-- Start Raw records --

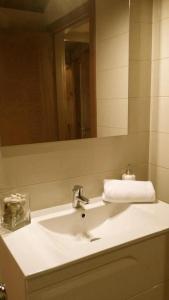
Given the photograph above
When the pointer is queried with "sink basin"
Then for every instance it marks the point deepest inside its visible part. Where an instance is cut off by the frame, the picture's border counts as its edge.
(96, 223)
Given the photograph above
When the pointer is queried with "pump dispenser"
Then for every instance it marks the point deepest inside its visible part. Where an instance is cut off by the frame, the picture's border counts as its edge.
(128, 174)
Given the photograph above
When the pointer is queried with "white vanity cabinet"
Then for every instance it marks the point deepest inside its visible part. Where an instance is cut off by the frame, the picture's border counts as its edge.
(133, 272)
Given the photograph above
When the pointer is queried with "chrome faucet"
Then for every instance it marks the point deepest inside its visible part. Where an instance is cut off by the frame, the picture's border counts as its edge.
(78, 198)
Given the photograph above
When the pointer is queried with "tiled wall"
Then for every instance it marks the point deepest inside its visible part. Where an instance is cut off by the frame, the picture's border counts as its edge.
(48, 171)
(159, 134)
(112, 38)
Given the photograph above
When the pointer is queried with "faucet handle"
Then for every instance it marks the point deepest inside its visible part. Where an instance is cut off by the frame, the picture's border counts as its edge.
(78, 188)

-- End Raw records --

### Work required
Return the material word for word. Pictures are not part of the copy.

### Written solution
Given the photograph above
When the pointer is queried with "sink basin"
Then for every instance it marks the point deepest inside its visible part. Where an instance is cut off by the frame, the picture's border counts as its edge.
(96, 223)
Given the photograph above
When the pointer is queried with "pump dispenser"
Then for every instance it marks the point deepest inside its visible part. Where an instance is cut off by the frame, the picture's border counts as its edge.
(128, 174)
Given the photograph above
When the pointer is queried with "white vanity cabinet"
Then for every instance it marks the point deepest inside its visible part. Where an instance is cut off by the frame, the picture's border counts as its edge.
(133, 272)
Given the photograph above
When the pointer is queried with "chrome faucet"
Then for every instance it marks the point deepest inside its visible part. Where an instance is cut off by the frame, the picture's border counts as its edge.
(78, 198)
Given the photograph above
When the pointer is queried with "tiled wall"
Then for every instance it marks the point deepest inside its visible part. Where an instance is cut off by the frame, the picture's border counts as its edge.
(48, 171)
(159, 134)
(112, 38)
Given the photograph above
When the pointer is queried with "faucet handle"
Then for every instance it marks the point deepest inside its visible part. Where an instance is cut off by the frame, the picture's border counts as its edge.
(78, 188)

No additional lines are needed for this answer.